#### Stated goal 1
Please copy the listing word for word, starting at its first line and ending with the line that contains "x=40, y=242", leaving out the pictures.

#### Reading passage
○ ○ ○
To get this we have to use the physics equations:

x(t) = xo + (vo)t

and y(t) = yo + (vo)t + 0.5g * t^2

where g is the acceleration due to gravity = -9.8 m/s^2

so let's assume we start on the ground and we hit the ball at an angle z with an initial velocity V.

vo in the x-direction is V*cos(z)
vo in the y-direction is V*sin(z)

If we plug these values into the equation, we have

x(t) = 0 + V*cos(z) * t
y(t) = 0 + V*sin(z)*t + 0.5g * t^2

This is only value as long as y(t) >= 0 because you can't have a ball going under the ground, so

-2Vsin(z)/g = t when y(t) = 0 the second time around.

That means that the ball hits the ground when time = -2Vsin(z)/g.

so the equations

x(t) = V*cos(z) * t
y(t) = V*sin(z)*t + 0.5g * t^2

will give you the respective height and range of the ball at a time t that is between 0 and -2Vsin(z)/g.

Hope that helps,


Author Comment

ID: 8061514
um...................Ij8866 can you say that agian only in english, i mean something i can understand okay!
○ ○ ○
#### Data shown

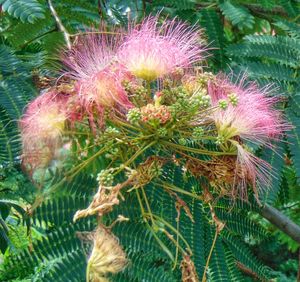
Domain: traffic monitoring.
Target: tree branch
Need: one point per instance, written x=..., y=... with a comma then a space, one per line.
x=281, y=221
x=60, y=25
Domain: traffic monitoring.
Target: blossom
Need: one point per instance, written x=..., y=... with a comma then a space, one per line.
x=246, y=111
x=152, y=51
x=41, y=128
x=98, y=76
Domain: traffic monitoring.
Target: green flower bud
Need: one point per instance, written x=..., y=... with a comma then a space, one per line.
x=162, y=132
x=223, y=104
x=198, y=132
x=134, y=115
x=105, y=177
x=220, y=140
x=182, y=141
x=233, y=99
x=111, y=130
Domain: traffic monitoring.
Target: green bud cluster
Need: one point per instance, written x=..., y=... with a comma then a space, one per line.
x=140, y=90
x=198, y=132
x=156, y=171
x=201, y=99
x=233, y=99
x=223, y=104
x=182, y=141
x=105, y=177
x=220, y=140
x=113, y=152
x=162, y=132
x=111, y=130
x=134, y=115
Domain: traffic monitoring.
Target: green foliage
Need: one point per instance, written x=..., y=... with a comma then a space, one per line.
x=25, y=10
x=30, y=42
x=237, y=15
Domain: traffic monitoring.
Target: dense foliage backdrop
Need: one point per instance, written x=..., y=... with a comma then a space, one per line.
x=40, y=242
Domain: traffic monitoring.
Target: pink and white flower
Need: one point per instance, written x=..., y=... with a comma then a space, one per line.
x=98, y=76
x=152, y=50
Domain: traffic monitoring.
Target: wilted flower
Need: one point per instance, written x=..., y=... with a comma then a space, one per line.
x=42, y=127
x=107, y=256
x=151, y=50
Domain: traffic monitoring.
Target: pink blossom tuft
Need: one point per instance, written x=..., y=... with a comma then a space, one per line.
x=151, y=50
x=254, y=117
x=249, y=115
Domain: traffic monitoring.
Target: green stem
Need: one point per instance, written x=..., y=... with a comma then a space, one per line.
x=88, y=273
x=197, y=151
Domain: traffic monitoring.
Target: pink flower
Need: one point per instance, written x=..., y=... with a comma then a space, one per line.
x=152, y=51
x=249, y=111
x=41, y=128
x=246, y=113
x=98, y=76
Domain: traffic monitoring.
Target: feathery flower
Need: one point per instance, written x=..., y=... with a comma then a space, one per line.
x=152, y=51
x=247, y=111
x=98, y=77
x=41, y=129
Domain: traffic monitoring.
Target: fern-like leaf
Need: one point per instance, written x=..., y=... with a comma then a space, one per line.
x=25, y=10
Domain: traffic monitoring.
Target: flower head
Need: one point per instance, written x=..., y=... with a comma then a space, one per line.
x=245, y=111
x=98, y=76
x=151, y=50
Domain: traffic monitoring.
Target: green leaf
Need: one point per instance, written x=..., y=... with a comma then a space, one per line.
x=237, y=15
x=25, y=10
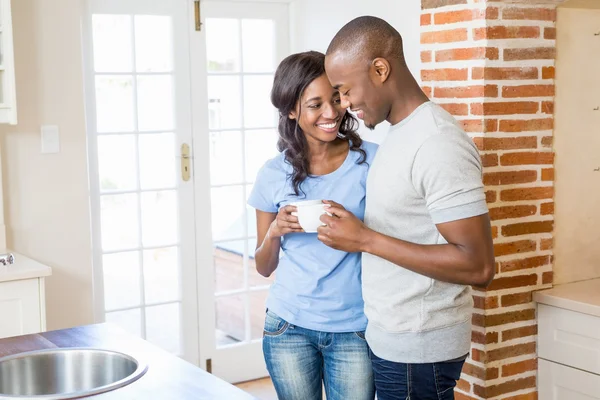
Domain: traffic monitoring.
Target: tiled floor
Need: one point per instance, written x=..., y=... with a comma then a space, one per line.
x=261, y=389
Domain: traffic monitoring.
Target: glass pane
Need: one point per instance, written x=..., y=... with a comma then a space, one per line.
x=130, y=320
x=261, y=145
x=258, y=300
x=117, y=162
x=230, y=319
x=161, y=275
x=157, y=161
x=258, y=110
x=159, y=218
x=227, y=212
x=119, y=221
x=153, y=43
x=163, y=327
x=112, y=43
x=121, y=280
x=254, y=278
x=229, y=265
x=222, y=44
x=258, y=44
x=114, y=104
x=226, y=158
x=155, y=103
x=224, y=102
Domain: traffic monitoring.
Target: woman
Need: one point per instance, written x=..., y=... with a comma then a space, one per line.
x=314, y=327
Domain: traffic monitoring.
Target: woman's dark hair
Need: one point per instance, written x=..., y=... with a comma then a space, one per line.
x=292, y=77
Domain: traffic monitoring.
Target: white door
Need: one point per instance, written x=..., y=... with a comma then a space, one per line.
x=138, y=107
x=234, y=57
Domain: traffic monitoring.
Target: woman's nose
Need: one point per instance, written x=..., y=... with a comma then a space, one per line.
x=331, y=111
x=344, y=103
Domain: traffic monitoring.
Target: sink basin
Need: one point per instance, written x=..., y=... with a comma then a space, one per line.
x=66, y=373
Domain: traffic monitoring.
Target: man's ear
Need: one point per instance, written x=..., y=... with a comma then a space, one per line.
x=382, y=69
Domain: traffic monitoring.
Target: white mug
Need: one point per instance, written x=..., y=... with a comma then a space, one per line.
x=309, y=213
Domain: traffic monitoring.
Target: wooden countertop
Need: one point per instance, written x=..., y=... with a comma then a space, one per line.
x=23, y=268
x=168, y=377
x=583, y=296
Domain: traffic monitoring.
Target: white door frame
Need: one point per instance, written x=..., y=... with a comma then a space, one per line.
x=227, y=363
x=183, y=128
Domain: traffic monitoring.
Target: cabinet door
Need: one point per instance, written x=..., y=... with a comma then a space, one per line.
x=568, y=337
x=20, y=308
x=559, y=382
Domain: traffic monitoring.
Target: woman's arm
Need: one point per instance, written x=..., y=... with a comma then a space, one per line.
x=270, y=228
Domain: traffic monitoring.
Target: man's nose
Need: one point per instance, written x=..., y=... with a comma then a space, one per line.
x=344, y=102
x=331, y=112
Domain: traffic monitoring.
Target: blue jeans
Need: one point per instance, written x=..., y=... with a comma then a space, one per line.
x=433, y=381
x=301, y=360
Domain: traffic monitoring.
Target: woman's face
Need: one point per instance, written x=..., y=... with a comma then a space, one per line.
x=320, y=111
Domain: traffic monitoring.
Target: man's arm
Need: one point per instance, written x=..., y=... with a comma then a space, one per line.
x=467, y=258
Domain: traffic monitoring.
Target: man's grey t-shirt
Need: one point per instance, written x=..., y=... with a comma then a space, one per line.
x=426, y=172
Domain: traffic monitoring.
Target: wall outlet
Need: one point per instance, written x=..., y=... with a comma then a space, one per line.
x=50, y=139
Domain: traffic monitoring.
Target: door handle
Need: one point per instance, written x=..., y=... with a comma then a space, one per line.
x=185, y=162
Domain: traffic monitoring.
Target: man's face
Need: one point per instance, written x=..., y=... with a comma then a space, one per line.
x=359, y=89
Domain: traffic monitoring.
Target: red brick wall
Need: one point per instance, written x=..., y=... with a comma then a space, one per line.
x=491, y=64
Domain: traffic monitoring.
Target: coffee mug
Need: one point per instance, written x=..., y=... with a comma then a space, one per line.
x=309, y=213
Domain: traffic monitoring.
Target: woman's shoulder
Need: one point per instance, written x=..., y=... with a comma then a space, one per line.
x=369, y=147
x=275, y=167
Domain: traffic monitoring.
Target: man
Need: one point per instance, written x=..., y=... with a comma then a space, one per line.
x=426, y=235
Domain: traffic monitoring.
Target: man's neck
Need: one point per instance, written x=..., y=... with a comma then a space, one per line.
x=406, y=98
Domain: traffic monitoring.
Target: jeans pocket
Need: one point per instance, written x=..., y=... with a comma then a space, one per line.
x=360, y=334
x=274, y=325
x=446, y=376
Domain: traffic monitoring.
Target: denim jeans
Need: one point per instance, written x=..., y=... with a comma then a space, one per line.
x=433, y=381
x=300, y=361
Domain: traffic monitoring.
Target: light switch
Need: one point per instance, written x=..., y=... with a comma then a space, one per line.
x=50, y=139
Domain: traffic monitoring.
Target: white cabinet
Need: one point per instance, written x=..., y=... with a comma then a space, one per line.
x=22, y=297
x=22, y=307
x=559, y=382
x=8, y=97
x=569, y=341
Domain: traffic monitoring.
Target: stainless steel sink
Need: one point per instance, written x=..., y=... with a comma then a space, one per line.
x=66, y=373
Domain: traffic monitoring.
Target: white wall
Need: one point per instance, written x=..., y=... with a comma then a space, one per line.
x=313, y=23
x=46, y=195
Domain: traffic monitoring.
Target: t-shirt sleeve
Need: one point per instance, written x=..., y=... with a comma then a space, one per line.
x=262, y=196
x=447, y=172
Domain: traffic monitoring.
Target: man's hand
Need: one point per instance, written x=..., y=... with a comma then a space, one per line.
x=343, y=231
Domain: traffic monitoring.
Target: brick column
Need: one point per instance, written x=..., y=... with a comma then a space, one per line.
x=491, y=64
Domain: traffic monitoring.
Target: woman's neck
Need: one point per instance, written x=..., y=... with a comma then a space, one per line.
x=325, y=158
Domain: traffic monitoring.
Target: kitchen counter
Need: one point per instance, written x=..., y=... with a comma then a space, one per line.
x=23, y=268
x=168, y=377
x=583, y=297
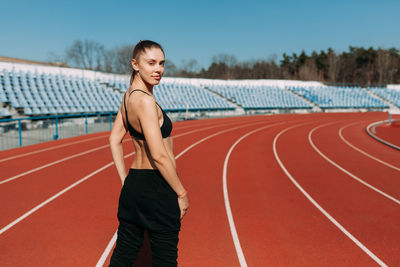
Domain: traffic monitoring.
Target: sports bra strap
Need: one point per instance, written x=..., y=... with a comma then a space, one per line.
x=138, y=90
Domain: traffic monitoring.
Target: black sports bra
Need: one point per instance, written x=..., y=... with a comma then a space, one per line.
x=166, y=127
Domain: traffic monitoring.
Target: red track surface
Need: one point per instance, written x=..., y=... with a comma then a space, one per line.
x=276, y=224
x=390, y=132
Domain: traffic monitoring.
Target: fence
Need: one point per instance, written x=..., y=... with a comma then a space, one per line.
x=32, y=130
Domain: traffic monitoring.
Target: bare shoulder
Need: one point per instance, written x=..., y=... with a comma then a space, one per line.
x=146, y=102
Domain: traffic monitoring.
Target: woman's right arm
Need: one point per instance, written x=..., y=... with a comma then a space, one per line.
x=148, y=119
x=117, y=134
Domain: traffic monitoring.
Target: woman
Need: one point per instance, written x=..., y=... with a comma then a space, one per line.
x=152, y=196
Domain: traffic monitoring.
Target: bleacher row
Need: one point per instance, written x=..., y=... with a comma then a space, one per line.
x=42, y=93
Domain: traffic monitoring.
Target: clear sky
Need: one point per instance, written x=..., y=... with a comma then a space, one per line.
x=199, y=29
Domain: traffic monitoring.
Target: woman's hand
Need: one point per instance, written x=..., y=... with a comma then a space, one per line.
x=183, y=205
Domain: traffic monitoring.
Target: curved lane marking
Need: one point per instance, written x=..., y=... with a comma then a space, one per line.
x=343, y=169
x=324, y=212
x=86, y=152
x=232, y=227
x=75, y=184
x=362, y=151
x=51, y=148
x=110, y=244
x=373, y=135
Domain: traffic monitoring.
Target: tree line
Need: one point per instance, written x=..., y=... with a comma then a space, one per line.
x=358, y=65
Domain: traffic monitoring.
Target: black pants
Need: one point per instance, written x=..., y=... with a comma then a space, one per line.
x=147, y=201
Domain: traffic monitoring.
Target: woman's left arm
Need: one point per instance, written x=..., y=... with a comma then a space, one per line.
x=117, y=135
x=171, y=152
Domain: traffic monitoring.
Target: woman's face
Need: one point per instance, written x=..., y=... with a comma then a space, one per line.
x=150, y=65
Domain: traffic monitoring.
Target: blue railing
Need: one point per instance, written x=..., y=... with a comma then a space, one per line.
x=17, y=132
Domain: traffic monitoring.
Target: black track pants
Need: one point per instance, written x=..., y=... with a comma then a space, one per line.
x=147, y=201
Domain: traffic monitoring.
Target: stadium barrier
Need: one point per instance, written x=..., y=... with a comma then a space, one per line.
x=20, y=132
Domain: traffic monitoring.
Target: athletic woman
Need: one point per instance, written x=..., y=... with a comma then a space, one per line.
x=152, y=196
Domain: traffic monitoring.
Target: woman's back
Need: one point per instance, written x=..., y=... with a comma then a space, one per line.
x=143, y=159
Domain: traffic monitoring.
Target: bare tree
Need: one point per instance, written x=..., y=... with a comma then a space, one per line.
x=308, y=71
x=85, y=54
x=333, y=65
x=123, y=56
x=383, y=64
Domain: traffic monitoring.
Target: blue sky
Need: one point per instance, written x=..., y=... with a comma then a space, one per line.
x=199, y=29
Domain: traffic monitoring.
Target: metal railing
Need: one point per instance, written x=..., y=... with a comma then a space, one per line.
x=20, y=132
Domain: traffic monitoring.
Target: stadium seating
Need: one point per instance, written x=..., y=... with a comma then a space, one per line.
x=256, y=97
x=392, y=95
x=339, y=97
x=47, y=90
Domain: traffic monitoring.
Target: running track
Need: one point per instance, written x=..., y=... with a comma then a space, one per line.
x=282, y=190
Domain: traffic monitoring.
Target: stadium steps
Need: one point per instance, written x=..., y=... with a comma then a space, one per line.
x=239, y=108
x=315, y=107
x=387, y=101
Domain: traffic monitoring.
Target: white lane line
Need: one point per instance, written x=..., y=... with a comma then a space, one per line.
x=71, y=143
x=336, y=223
x=343, y=169
x=110, y=245
x=232, y=227
x=54, y=162
x=51, y=148
x=72, y=186
x=373, y=135
x=84, y=153
x=362, y=151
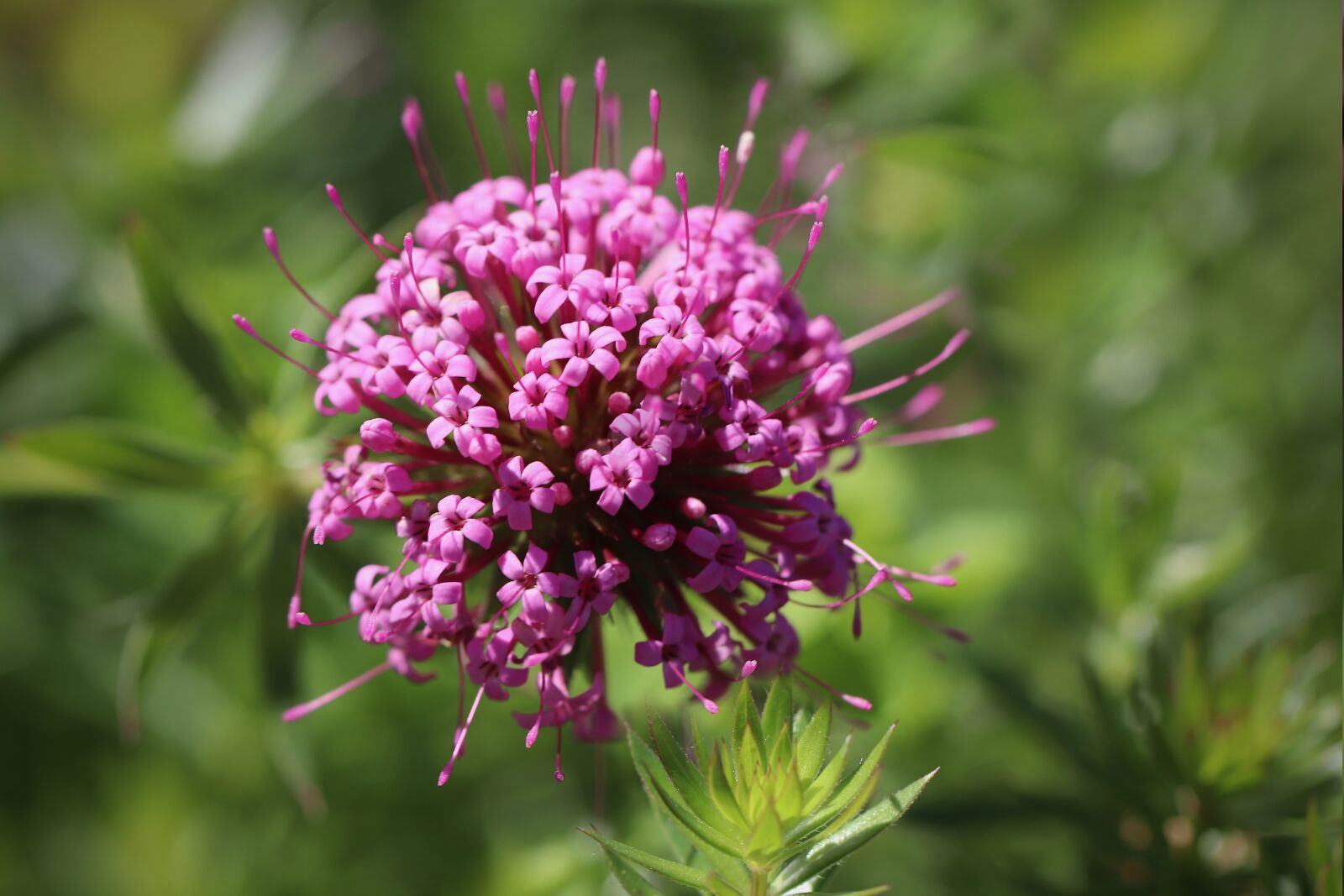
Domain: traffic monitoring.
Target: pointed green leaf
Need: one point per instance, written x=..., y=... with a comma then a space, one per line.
x=777, y=715
x=824, y=785
x=788, y=794
x=627, y=876
x=118, y=452
x=811, y=747
x=716, y=846
x=719, y=887
x=837, y=846
x=689, y=781
x=678, y=872
x=183, y=336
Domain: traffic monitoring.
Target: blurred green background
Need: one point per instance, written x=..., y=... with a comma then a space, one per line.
x=1142, y=202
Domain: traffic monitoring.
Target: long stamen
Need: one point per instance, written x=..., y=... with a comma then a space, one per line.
x=898, y=322
x=745, y=144
x=655, y=110
x=413, y=123
x=335, y=196
x=756, y=101
x=806, y=208
x=613, y=129
x=600, y=85
x=470, y=121
x=685, y=217
x=245, y=325
x=568, y=86
x=273, y=248
x=948, y=351
x=559, y=212
x=296, y=614
x=718, y=195
x=535, y=83
x=790, y=157
x=409, y=248
x=960, y=432
x=300, y=336
x=495, y=94
x=858, y=703
x=867, y=426
x=460, y=739
x=335, y=694
x=559, y=775
x=813, y=238
x=878, y=578
x=541, y=707
x=806, y=391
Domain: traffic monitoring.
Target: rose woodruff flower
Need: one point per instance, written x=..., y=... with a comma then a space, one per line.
x=582, y=396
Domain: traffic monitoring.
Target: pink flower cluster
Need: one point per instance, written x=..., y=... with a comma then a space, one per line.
x=580, y=394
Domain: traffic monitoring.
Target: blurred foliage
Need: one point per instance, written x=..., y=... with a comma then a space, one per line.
x=1142, y=199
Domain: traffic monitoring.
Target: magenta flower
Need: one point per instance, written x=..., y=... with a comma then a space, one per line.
x=569, y=380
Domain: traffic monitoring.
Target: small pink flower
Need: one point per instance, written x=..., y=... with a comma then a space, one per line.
x=522, y=490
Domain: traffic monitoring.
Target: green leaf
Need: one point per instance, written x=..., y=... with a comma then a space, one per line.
x=678, y=872
x=746, y=725
x=627, y=876
x=777, y=716
x=188, y=343
x=118, y=453
x=811, y=747
x=835, y=848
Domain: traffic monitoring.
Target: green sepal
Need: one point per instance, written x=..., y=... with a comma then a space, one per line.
x=678, y=872
x=837, y=846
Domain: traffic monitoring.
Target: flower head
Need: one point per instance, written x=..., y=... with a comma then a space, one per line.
x=581, y=396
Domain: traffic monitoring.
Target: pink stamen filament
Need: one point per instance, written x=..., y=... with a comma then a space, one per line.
x=335, y=196
x=806, y=391
x=900, y=322
x=273, y=246
x=793, y=584
x=867, y=426
x=495, y=93
x=712, y=708
x=600, y=85
x=413, y=123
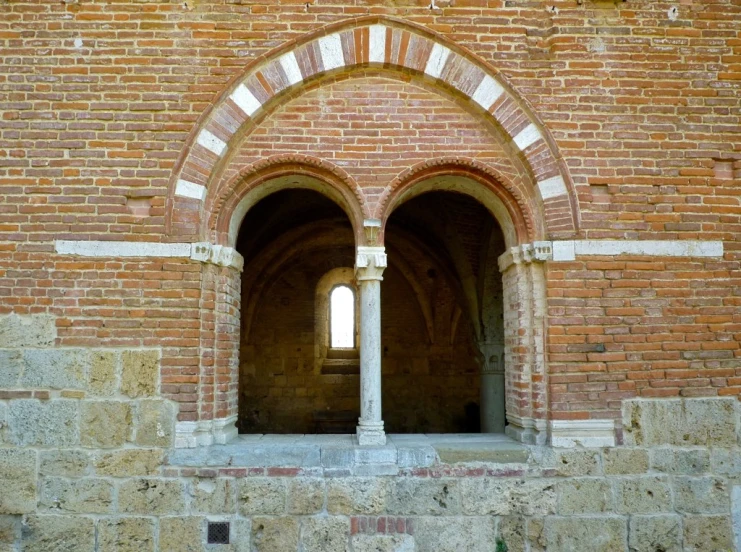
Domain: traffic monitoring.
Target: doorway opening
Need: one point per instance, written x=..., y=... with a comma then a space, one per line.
x=442, y=318
x=297, y=245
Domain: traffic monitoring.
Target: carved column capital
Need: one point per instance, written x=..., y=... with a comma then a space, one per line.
x=370, y=263
x=536, y=252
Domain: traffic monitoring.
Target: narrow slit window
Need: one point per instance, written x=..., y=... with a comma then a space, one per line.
x=342, y=317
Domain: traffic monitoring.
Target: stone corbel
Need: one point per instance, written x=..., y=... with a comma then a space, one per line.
x=217, y=254
x=370, y=263
x=536, y=252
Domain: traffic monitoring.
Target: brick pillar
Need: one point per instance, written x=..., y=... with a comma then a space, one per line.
x=218, y=369
x=524, y=341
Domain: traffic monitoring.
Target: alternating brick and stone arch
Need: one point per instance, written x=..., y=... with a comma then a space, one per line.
x=397, y=48
x=511, y=167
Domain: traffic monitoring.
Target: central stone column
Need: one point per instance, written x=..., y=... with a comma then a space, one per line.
x=368, y=270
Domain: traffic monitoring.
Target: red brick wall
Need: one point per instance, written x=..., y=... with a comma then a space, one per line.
x=640, y=107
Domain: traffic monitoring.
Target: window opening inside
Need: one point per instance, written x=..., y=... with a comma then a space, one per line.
x=342, y=318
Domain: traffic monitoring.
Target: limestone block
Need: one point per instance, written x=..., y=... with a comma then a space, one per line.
x=568, y=463
x=680, y=461
x=455, y=534
x=619, y=461
x=11, y=363
x=305, y=495
x=262, y=495
x=507, y=496
x=51, y=423
x=424, y=496
x=726, y=462
x=55, y=368
x=102, y=378
x=78, y=496
x=643, y=495
x=707, y=533
x=64, y=463
x=383, y=543
x=140, y=373
x=10, y=531
x=36, y=330
x=213, y=496
x=51, y=533
x=701, y=495
x=585, y=533
x=584, y=496
x=105, y=424
x=325, y=534
x=155, y=424
x=129, y=463
x=151, y=496
x=652, y=533
x=357, y=495
x=181, y=534
x=279, y=534
x=126, y=534
x=17, y=481
x=512, y=532
x=681, y=422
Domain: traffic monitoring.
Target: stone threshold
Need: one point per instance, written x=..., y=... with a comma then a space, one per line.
x=341, y=455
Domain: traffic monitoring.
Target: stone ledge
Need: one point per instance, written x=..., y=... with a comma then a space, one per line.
x=341, y=455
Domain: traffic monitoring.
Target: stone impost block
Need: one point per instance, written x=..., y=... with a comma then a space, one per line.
x=55, y=368
x=325, y=533
x=213, y=496
x=129, y=463
x=155, y=423
x=455, y=534
x=507, y=496
x=680, y=461
x=701, y=495
x=102, y=376
x=424, y=496
x=305, y=495
x=585, y=533
x=105, y=424
x=151, y=496
x=275, y=534
x=707, y=533
x=643, y=495
x=262, y=495
x=383, y=543
x=584, y=496
x=619, y=461
x=11, y=366
x=181, y=534
x=49, y=424
x=36, y=330
x=51, y=533
x=357, y=495
x=126, y=534
x=139, y=373
x=652, y=533
x=78, y=496
x=17, y=481
x=681, y=422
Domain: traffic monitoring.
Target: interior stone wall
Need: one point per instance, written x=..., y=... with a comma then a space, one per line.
x=426, y=388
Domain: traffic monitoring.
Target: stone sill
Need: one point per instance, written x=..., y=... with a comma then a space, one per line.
x=340, y=454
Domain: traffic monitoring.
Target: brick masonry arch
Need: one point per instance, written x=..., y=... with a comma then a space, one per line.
x=362, y=43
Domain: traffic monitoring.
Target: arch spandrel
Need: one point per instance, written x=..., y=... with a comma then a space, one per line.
x=366, y=42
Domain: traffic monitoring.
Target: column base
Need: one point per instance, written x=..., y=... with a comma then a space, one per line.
x=370, y=433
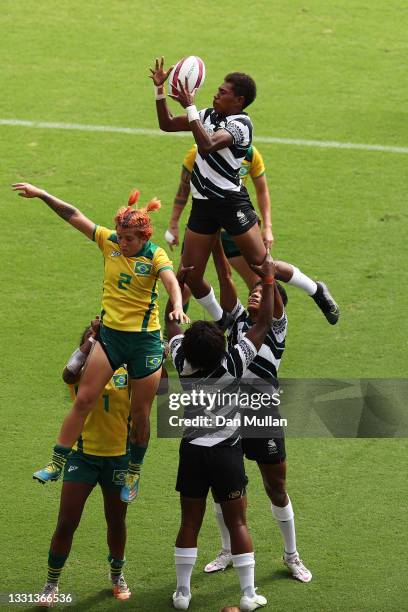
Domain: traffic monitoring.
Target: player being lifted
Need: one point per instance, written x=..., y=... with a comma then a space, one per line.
x=253, y=165
x=223, y=135
x=101, y=456
x=130, y=328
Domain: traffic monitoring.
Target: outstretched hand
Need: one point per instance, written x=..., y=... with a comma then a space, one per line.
x=158, y=74
x=184, y=96
x=182, y=273
x=179, y=316
x=26, y=190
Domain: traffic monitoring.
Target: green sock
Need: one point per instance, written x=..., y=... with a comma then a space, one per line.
x=60, y=454
x=55, y=565
x=116, y=566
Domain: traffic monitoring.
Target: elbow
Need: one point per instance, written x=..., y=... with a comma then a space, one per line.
x=206, y=148
x=68, y=377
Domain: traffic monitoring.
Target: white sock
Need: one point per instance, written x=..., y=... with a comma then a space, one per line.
x=185, y=559
x=225, y=537
x=286, y=521
x=209, y=302
x=302, y=281
x=245, y=566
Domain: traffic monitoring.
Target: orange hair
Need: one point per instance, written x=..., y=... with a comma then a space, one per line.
x=138, y=219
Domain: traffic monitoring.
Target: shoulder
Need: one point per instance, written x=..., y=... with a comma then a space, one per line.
x=189, y=158
x=279, y=326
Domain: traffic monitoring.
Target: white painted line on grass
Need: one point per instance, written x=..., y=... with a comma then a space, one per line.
x=54, y=125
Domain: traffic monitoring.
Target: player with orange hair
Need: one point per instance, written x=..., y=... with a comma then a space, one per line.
x=130, y=328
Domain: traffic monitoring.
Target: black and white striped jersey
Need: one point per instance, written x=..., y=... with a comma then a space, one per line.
x=216, y=174
x=265, y=365
x=223, y=382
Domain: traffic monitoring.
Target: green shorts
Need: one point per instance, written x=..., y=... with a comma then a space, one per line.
x=141, y=351
x=92, y=469
x=229, y=246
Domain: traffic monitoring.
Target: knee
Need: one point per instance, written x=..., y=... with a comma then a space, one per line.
x=276, y=491
x=117, y=525
x=191, y=525
x=84, y=401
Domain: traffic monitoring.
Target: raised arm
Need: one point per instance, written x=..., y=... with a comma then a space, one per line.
x=179, y=203
x=172, y=287
x=263, y=323
x=64, y=210
x=167, y=122
x=206, y=142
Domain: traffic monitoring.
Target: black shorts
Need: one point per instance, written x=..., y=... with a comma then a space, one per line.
x=218, y=467
x=264, y=450
x=235, y=214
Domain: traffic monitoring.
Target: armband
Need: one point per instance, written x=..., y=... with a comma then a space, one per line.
○ ○ ○
#### Stated goal 2
In the ball trajectory explanation, what expression is given for the initial velocity in the x-direction?

#### Full solution 1
Domain: traffic monitoring.
Target: tree branch
Need: one point per instance, written x=..., y=... with a comma then a space, one per line.
x=281, y=221
x=60, y=25
Domain: traffic monitoring.
Target: blossom
Need: one point per instance, written x=..., y=... with a comma then a space, one per line.
x=246, y=111
x=152, y=51
x=41, y=128
x=98, y=76
Domain: traffic monitoring.
Target: green flower bud
Need: one point per instance, written x=..., y=... with a comma then a space, one per line.
x=162, y=132
x=223, y=104
x=198, y=132
x=134, y=115
x=105, y=177
x=220, y=140
x=182, y=141
x=233, y=99
x=111, y=130
Domain: traffic monitoring.
Target: green bud cluster
Need: one point per instance, written x=..., y=... with a comma then a space, one per line.
x=140, y=90
x=198, y=132
x=156, y=171
x=201, y=99
x=233, y=99
x=223, y=104
x=182, y=141
x=105, y=177
x=220, y=140
x=113, y=152
x=162, y=132
x=111, y=130
x=134, y=115
Domain: traffic monitoring.
Target: green foliage
Need: one point per instance, written x=..., y=... with a comma then a space, one per line.
x=25, y=10
x=30, y=42
x=237, y=15
Domain: traffic monitoring.
Target: dense foliage backdrop
Need: one point per instance, written x=..., y=... with a comma then a space, one per line.
x=40, y=242

#### Full solution 2
V*cos(z)